*Exercise task:*
Summarize the Arikamedu post in two sentences.

## Begin Source excerpt

November 09, 2005

Arikamedu archaeological site


Arikamedu has a unique sequence of archeological cultural deposit from Iron Age (300 BC) to French rule in 1800 AD

The 60-acre archaeological site at Arikamedu near Pondicherry will soon get a major facelift. The Hindu covers this development.
"Once the land is leveled, the ASI would start new excavations. For the conservation of the old excavated site and for the new excavations the ASI would spend Rs. 10 lakhs, said T. Sathyamurthy, Superintendent ASI (Chennai Circle),. "HUDCO is expected to start the work by January next year", he added.
I was particularly thrilled to read ""A master plan is also being worked for Senji Fort, near Tindivanam. The idea is to make Arikamedu-Senji-Thiruvannamalai a heritage tourism circuit," he added."
Ideas like this should be encouraged & more such circuits should be developed.

Have a look at www.arikamedu.com, they have a Save Arikamedu Program running. The arikamedu blog gives us more info.

1 comment:

Tangella Madhavi said...

## End Source excerpt
## Begin Entries shown

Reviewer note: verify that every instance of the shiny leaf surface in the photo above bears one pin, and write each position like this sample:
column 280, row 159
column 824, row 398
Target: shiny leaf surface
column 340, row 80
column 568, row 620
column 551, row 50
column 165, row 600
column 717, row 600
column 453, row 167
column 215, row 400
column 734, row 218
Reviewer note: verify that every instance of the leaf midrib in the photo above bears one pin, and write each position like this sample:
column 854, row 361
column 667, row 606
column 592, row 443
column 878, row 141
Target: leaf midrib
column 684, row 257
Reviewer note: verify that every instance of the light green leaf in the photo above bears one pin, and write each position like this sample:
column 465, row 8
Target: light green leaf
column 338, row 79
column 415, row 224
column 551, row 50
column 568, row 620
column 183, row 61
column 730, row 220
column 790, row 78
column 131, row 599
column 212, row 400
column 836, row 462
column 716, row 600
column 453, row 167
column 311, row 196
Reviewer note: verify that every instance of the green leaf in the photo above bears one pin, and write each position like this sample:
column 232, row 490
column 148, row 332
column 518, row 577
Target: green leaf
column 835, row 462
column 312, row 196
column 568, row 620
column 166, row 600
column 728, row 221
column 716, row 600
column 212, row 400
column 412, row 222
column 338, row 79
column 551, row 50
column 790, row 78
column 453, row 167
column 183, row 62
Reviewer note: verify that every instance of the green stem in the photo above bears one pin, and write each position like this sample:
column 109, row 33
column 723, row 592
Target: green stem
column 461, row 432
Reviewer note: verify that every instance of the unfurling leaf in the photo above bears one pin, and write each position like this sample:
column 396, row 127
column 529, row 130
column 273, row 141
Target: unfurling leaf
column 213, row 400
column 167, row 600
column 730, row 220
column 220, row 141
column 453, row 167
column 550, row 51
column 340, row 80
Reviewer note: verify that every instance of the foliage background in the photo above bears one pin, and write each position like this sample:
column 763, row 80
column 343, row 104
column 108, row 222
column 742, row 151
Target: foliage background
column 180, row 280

## End Entries shown

*Right answer:*
The 60-acre archaeological site at Arikamedu near Pondicherry, whose deposits run from the Iron Age (300 BC) to French rule in 1800 AD, is set for a major facelift: once the land is leveled, the ASI will spend Rs. 10 lakhs on conserving the old excavated site and on new excavations, and HUDCO is expected to begin work by January. A master plan for Senji Fort aims to make Arikamedu-Senji-Thiruvannamalai a heritage tourism circuit, an idea the writer welcomes and wants repeated elsewhere, and the post points readers to the Save Arikamedu Program at www.arikamedu.com.